If I held VFV outside of a TFSA or RRSP, would it be taxed at 100% (ie as interest) rather than the preferential dividend rate?
Also, with TSX-listed etfs that hold US-listed stocks or etfs, is the US withholding tax already accounted for in the posted dividend rate? For example, if the dividend rate is 1%, do I actually get 1%? Or do I get .85%?
Thanks in advance
@Ellen: VFV pays dividends, not interest, but because it holds US stocks the dividends do not receive preferential tax treatment: they are fully taxable, just like interest income. (Only eligible dividends from Canadian companies are taxed at a lower rate.) The 15% withholding tax applies at source, so if the dividend is $1 you would receive $0.85. In a taxable account you can claim the foreign tax credit and recover it.

-.-.-

- **To do**
**1)** In the VFV tax discussion, what rate of US withholding tax applies at source?
**2)** Translate this sentence from the VFV tax discussion into French: "The 15% withholding tax applies at source, so if the dividend is $1 you would receive $0.85."
**3)** Please carry on the VFV tax discussion from its last sentence.

- **Data section**
-.-.-

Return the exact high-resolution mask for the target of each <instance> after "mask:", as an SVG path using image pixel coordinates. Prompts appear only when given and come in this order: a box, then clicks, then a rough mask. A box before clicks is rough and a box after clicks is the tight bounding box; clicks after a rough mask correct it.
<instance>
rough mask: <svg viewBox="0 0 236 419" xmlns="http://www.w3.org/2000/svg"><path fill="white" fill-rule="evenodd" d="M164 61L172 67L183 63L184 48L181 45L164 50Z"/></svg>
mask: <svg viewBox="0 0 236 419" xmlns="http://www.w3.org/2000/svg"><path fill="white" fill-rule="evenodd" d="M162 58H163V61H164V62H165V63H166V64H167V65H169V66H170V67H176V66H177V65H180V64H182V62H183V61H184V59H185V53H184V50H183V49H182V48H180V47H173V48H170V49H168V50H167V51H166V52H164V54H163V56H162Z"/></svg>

-.-.-

- **Expected responses**
**1)** 15%.

**2)** La retenue d'impôt de 15 % s'applique à la source, donc si le dividende est de 1 $, vous recevriez 0,85 $.

**3)**
So if I have an RSSP itrade account with $80k and don’t have a way to exchange US to CAD cheaply, the VFV is a better choice than Voo?
So the VFV trailing 12-month yield figure of of 1.44% is AFTER the 15% is deducted, correct?
I just checked globeinvestor.com, and VFV is now at 1.69%. It also shows an ‘Indicated Annual Dividend’ of $0.95. Is this also after the 15% deduction? ie, I can expect to receive 95 cents per share?
I also just checked morningstar.ca – it lists a ’12-month yield’ of 1.58%. What’s going on – why is it .11% different from globeinvestor?
@Ellen: Yes, the stated yield is after the 15% withholding tax is deducted. As for the Globe/Morningstar inconsistency, the best advice I can give you is not to trust free online sources like these. They are frequently wrong, and even if they are right they may use different methodologies to measure yield and other characteristics. It’s usually best to go right to the ETF’s web page.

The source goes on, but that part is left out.